Image point annotation entries

++++

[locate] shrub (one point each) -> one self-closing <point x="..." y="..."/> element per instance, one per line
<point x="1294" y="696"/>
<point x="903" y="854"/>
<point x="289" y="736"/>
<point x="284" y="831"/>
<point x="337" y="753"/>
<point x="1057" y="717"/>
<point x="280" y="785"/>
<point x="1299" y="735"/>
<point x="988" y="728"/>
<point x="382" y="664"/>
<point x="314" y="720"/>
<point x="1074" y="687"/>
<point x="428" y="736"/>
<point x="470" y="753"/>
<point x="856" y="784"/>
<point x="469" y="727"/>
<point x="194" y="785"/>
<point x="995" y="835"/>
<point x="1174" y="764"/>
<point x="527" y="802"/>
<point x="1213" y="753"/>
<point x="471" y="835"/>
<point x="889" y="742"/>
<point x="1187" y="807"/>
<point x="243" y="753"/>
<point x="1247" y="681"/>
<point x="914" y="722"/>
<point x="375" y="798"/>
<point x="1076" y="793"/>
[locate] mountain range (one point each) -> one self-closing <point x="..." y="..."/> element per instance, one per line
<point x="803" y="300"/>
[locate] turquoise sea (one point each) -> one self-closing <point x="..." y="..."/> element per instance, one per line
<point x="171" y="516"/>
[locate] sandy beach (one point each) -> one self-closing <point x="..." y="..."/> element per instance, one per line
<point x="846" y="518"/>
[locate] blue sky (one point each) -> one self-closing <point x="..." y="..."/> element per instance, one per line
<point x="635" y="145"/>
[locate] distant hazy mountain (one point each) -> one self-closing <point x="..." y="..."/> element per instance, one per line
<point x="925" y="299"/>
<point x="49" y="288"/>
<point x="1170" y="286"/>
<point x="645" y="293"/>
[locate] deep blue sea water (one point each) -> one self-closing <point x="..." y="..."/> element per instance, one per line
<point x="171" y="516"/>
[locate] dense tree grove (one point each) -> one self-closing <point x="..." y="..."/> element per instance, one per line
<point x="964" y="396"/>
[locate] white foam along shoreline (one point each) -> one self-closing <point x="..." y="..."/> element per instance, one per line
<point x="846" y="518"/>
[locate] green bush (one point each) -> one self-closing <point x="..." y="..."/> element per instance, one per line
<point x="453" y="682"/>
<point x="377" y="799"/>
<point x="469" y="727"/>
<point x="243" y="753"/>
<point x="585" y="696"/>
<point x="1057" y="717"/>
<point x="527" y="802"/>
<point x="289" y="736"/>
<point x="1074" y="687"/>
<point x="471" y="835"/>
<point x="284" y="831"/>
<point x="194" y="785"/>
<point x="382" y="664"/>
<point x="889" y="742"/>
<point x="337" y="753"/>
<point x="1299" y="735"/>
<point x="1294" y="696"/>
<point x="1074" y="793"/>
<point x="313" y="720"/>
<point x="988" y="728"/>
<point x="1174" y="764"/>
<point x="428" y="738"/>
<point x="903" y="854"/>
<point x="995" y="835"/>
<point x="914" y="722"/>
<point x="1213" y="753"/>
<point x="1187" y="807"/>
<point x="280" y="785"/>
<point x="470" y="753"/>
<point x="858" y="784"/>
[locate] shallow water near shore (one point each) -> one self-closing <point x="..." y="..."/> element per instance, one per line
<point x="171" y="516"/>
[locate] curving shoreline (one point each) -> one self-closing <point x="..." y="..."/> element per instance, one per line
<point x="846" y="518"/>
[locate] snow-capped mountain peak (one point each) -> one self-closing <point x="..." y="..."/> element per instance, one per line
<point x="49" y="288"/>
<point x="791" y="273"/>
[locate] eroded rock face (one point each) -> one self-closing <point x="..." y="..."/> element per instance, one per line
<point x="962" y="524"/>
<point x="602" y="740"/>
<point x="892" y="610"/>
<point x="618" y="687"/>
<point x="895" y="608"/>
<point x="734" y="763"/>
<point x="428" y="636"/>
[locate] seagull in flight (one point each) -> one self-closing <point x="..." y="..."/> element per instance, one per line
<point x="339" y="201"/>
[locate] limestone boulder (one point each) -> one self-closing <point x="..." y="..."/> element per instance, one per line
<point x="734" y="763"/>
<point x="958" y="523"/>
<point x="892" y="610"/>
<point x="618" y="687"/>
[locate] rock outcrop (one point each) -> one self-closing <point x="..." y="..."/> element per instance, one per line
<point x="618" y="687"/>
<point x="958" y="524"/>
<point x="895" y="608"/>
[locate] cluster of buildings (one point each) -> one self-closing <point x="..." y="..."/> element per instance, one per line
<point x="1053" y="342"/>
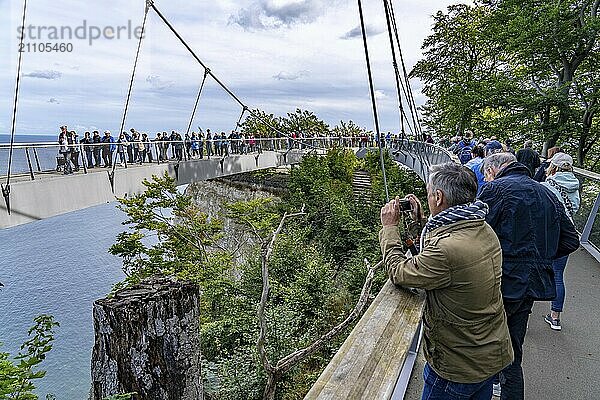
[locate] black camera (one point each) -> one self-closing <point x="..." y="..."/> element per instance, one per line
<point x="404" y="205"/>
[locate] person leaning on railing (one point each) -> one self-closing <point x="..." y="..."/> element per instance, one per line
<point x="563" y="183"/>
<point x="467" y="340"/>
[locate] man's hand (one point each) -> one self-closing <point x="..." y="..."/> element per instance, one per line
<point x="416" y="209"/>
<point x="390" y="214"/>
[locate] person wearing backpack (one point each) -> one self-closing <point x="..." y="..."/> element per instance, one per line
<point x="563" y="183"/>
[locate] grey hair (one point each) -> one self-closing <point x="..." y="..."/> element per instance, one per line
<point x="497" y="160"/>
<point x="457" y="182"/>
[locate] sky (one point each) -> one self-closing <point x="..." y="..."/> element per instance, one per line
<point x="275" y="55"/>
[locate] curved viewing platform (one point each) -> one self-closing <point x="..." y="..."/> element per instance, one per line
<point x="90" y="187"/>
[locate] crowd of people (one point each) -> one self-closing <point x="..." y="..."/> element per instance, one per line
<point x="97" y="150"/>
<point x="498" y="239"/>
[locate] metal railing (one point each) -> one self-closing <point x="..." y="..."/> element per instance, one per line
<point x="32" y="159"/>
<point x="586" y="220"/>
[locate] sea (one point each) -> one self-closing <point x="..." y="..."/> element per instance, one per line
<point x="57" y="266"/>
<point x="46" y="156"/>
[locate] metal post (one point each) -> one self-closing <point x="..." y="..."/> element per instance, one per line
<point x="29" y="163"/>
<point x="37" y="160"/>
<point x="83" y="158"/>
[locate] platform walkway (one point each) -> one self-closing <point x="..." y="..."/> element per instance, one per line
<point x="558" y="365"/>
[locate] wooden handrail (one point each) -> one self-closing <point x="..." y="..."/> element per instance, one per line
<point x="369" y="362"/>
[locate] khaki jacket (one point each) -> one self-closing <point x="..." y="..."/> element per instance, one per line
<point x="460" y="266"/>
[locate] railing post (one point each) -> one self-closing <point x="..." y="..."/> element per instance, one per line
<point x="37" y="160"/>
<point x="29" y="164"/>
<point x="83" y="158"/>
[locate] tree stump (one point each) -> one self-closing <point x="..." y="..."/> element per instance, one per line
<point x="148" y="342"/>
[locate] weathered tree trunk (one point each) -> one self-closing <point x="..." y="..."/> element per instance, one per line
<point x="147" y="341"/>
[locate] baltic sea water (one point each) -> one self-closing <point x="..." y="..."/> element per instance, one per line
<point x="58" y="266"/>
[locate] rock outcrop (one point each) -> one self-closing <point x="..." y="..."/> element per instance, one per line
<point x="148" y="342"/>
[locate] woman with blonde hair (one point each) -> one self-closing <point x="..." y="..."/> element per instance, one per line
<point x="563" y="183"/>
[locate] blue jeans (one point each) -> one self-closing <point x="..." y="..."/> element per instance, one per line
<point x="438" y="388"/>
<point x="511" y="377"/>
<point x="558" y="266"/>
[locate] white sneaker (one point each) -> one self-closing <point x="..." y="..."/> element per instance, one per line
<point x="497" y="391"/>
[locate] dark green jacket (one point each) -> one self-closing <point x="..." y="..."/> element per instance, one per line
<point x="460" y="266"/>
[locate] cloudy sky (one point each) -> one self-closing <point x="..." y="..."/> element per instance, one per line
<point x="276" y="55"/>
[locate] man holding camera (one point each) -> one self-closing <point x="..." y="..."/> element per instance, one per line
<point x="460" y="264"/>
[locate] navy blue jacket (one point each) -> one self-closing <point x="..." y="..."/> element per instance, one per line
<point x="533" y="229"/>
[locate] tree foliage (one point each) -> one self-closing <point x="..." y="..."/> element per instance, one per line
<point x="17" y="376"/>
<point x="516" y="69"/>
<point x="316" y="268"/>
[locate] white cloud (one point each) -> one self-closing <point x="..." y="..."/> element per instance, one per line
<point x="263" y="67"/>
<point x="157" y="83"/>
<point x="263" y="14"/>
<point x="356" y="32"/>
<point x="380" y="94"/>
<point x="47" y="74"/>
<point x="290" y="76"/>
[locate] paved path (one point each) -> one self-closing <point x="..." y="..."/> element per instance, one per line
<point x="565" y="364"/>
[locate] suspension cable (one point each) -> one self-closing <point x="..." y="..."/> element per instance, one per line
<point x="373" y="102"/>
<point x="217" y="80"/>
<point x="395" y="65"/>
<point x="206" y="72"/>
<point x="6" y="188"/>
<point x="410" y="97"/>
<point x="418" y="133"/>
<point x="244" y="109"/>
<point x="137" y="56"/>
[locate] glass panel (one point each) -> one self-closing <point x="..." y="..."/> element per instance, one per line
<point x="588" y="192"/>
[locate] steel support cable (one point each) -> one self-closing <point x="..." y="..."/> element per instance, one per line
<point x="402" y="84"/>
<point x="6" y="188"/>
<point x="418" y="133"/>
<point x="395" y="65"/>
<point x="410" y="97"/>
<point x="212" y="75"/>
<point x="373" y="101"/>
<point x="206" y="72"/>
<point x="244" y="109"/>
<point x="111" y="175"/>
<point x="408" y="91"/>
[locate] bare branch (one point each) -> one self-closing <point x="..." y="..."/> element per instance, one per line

++++

◆ Exercise
Transcribe exactly the line containing "[locate] tree foliage" and all remaining lines of the material, ending with the last one.

◆ Finished exercise
[locate] tree foliage (one point each) -> one self-closing <point x="..." y="..."/> element per instance, one per line
<point x="17" y="376"/>
<point x="516" y="69"/>
<point x="316" y="268"/>
[locate] white cloud (one point each) -> one self-closing <point x="..." y="..."/> element per instance, one per line
<point x="263" y="67"/>
<point x="157" y="83"/>
<point x="263" y="14"/>
<point x="356" y="32"/>
<point x="380" y="94"/>
<point x="47" y="74"/>
<point x="290" y="76"/>
[locate] paved path (one point each) -> one self-closing <point x="..." y="..."/> element per instance, one per line
<point x="565" y="364"/>
[locate] suspension cable (one point each) -> one self-closing <point x="..." y="..."/> element per instance, one per line
<point x="373" y="102"/>
<point x="217" y="80"/>
<point x="395" y="65"/>
<point x="206" y="72"/>
<point x="6" y="188"/>
<point x="410" y="97"/>
<point x="418" y="133"/>
<point x="244" y="109"/>
<point x="137" y="56"/>
[locate] glass panel (one point each) -> one self-closing <point x="..." y="..."/> element per instance, one per line
<point x="588" y="192"/>
[locate] steel support cable (one point each) -> one self-closing <point x="..." y="..."/> element per instance, one per line
<point x="402" y="84"/>
<point x="6" y="188"/>
<point x="418" y="133"/>
<point x="395" y="65"/>
<point x="410" y="97"/>
<point x="212" y="75"/>
<point x="373" y="101"/>
<point x="206" y="72"/>
<point x="244" y="109"/>
<point x="111" y="175"/>
<point x="408" y="91"/>
[locate] bare branch (one point each) -> one self-closing <point x="..." y="..."/> element per instance, one per line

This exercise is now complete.